■ **TASK TO COMPLETE**
Repeat the stretch of the Starknet roadmap text from "2. Offer Unique" through "for dApp builders.", swapping "dApp builders" for "developers".

Discussing Starknet roadmap

Introduction

With SN v0.14 hitting mainnet in the coming weeks, we are already scoping and designing the next features. While we continue to work towards decentralization (and a concrete suggestion for the next milestone is available here), we want to expand Starknet’s offering in the following trajectories as well:

1. Better Performance: Improve SN cost/throughput and, most notably, block time and finality time (which, starting 0.14, should already become much shorter thanks to the preconfirmed status)
2. Offer Unique features: These are things that are possible on SN and not possible on most other chains, most notably EVM chains and/or Solana, and could be a game-changer for dApp builders.

The goal: Getting feedback on priority between these areas, or even surfacing additional features - feedback that will be used as input for the Starknet roadmap (**some features could be ready before decentralized Starknet, which comes on EOY)

Please note: The features detailed here didn’t undergo robust scoping that covers all the edge cases. It could be that a highly sought-after feature is deemed too complex or dangerous from a technical perspective. In this case, you can expect a follow-up update.

Potential Performance improvements

Getting to << 2 seconds blocktime, and reducing preconfirmed latency with Cairo native

This main pain point is currently being prioritized unless other feedback is given. Cairo native means a ~4.5x improvement at execution time of Cairo steps (which also means faster preconfirmation time as it takes less time to execute the transactions). However, enabling Cairo native alone isn’t enough to go from 6 seconds to 1.5-second blocks due to the following reasons:

• Cairo0: Cairo native currently isn’t compatible with Cairo0, and this means that the worst case for blocktime, even after Cairo native, would still be around 6 seconds. To ensure SN gains a shorter blocktime as a result of Cairo native, we need to limit the utilization of Cairo0 per transaction.
• Contracts with Sierra<v1.7: While Cairo native can speed up these contracts, the resource count for these contracts would be inflated. Therefore, a transaction with 10M steps could be counted by Cairo native execution as having 40M Cairo steps (and allowing 40M Cairo steps would nullify all of Cairo native’s advantage)

■ **EXCERPTED RECORDS**
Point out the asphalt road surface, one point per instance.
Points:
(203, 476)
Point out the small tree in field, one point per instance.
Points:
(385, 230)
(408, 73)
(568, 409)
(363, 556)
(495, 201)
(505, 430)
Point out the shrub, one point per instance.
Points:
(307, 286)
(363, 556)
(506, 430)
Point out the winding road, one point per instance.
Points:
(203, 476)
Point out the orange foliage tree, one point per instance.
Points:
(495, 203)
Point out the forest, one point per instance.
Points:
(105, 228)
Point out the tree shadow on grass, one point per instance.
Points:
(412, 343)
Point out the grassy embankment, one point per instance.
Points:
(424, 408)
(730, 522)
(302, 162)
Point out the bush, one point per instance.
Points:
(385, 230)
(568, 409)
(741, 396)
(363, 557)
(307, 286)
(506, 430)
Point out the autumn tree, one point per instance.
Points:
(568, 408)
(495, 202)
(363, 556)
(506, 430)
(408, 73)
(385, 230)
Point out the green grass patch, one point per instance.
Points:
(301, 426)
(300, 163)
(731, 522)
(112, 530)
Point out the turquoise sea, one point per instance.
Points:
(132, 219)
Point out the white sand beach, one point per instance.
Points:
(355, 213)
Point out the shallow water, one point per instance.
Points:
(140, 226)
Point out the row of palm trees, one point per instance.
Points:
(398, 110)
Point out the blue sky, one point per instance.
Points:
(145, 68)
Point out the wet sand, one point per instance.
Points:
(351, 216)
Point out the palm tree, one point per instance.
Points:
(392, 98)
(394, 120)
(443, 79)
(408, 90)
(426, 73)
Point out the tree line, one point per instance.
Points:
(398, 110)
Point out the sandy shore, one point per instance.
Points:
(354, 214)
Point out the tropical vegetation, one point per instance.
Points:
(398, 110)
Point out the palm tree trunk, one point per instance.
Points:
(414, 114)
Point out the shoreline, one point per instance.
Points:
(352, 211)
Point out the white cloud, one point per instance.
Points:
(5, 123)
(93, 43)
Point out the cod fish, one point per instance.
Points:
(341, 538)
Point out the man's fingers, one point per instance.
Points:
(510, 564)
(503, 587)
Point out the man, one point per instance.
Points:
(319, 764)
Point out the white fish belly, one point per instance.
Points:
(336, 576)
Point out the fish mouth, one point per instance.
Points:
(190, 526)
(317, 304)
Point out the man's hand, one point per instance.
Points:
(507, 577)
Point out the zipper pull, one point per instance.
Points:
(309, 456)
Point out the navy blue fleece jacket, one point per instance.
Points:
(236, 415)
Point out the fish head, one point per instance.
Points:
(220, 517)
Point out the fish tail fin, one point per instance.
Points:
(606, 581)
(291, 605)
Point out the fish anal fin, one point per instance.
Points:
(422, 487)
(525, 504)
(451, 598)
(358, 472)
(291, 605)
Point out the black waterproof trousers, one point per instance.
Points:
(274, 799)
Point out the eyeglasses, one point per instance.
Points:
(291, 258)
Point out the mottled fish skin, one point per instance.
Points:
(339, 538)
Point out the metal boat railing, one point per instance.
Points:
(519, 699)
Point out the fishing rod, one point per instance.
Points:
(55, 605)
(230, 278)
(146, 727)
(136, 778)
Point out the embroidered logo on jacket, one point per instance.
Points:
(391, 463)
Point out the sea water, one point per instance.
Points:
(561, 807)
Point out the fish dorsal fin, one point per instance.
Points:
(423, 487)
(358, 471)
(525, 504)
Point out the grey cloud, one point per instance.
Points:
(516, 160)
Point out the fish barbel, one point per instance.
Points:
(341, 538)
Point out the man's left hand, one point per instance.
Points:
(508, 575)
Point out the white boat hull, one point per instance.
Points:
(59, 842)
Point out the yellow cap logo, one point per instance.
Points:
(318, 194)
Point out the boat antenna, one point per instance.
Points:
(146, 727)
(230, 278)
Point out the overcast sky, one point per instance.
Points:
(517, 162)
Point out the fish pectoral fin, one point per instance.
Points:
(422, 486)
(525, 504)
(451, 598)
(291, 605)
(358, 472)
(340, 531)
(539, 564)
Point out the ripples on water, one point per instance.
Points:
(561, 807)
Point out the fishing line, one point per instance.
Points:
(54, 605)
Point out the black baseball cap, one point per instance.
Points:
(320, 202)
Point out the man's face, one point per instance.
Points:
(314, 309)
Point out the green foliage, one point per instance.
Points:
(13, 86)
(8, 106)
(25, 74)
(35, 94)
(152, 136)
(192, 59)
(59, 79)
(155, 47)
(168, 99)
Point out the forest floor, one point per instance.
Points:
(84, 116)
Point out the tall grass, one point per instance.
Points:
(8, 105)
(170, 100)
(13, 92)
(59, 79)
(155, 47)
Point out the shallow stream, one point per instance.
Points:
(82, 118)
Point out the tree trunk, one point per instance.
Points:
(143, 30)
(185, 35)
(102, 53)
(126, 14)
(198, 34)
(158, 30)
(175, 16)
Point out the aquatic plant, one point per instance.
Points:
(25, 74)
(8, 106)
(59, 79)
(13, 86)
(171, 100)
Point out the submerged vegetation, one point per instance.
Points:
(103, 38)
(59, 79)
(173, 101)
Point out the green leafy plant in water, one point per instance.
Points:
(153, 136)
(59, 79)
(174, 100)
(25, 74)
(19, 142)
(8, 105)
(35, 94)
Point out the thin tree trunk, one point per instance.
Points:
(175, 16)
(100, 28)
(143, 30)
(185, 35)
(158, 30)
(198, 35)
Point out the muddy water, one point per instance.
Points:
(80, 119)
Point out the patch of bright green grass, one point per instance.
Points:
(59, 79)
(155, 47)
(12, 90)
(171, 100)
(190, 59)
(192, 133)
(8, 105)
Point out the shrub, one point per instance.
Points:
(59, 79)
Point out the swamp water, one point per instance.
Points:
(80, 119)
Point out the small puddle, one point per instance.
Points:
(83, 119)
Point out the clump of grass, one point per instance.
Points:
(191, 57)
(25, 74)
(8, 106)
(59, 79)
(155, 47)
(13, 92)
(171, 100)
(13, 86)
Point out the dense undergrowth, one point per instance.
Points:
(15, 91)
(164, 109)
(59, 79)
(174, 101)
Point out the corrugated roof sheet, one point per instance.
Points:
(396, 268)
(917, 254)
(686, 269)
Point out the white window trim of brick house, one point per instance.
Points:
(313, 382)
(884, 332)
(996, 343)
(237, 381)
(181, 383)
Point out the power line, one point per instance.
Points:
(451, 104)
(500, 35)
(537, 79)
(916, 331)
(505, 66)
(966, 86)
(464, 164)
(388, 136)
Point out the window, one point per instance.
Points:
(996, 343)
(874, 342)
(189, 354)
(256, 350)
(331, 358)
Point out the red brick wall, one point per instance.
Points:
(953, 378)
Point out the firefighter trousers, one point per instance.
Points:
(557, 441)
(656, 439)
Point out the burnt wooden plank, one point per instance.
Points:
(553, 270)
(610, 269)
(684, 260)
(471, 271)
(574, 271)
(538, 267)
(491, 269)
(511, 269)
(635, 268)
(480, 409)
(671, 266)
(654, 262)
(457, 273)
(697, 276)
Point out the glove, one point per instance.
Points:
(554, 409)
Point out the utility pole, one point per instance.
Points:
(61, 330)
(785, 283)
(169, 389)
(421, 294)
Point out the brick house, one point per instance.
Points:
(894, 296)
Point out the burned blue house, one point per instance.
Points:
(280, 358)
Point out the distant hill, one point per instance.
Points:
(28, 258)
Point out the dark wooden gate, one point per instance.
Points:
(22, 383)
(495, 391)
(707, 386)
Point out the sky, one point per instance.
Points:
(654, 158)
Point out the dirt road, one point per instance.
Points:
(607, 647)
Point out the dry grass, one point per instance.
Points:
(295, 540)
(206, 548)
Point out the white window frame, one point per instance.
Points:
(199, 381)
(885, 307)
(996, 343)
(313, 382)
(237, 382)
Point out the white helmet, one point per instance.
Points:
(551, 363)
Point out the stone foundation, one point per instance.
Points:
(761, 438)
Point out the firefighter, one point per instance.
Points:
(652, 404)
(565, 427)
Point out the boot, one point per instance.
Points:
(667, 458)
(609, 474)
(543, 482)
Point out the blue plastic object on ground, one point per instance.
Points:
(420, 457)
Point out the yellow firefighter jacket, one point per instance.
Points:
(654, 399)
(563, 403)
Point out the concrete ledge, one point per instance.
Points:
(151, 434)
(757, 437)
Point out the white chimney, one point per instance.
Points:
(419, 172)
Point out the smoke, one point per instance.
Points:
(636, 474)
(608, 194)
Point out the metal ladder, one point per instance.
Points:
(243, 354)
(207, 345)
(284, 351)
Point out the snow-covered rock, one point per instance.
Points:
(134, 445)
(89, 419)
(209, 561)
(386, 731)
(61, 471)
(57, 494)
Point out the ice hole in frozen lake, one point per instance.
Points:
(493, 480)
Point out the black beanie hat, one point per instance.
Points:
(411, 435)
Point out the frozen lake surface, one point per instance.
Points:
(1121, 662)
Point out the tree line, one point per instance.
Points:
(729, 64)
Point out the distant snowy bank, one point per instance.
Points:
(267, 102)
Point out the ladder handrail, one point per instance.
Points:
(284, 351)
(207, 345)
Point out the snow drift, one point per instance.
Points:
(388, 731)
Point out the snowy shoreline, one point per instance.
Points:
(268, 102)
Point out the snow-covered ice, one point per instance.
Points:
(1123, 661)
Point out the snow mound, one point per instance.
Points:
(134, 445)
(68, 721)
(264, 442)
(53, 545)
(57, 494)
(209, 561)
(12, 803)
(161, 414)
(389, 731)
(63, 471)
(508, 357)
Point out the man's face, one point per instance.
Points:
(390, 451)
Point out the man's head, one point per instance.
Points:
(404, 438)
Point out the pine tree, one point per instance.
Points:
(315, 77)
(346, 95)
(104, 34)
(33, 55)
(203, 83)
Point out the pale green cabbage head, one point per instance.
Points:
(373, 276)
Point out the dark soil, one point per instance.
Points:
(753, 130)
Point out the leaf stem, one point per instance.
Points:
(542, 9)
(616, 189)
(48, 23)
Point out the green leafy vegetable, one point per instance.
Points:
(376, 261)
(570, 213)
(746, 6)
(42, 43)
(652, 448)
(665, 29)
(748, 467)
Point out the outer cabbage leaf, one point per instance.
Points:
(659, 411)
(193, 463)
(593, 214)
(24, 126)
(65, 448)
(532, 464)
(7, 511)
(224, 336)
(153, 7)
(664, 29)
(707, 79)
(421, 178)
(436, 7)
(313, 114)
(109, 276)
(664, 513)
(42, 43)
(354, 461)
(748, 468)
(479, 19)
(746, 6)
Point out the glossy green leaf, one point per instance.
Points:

■ **ANSWER**
2. Offer Unique features: These are things that are possible on SN and not possible on most other chains, most notably EVM chains and/or Solana, and could be a game-changer for developers.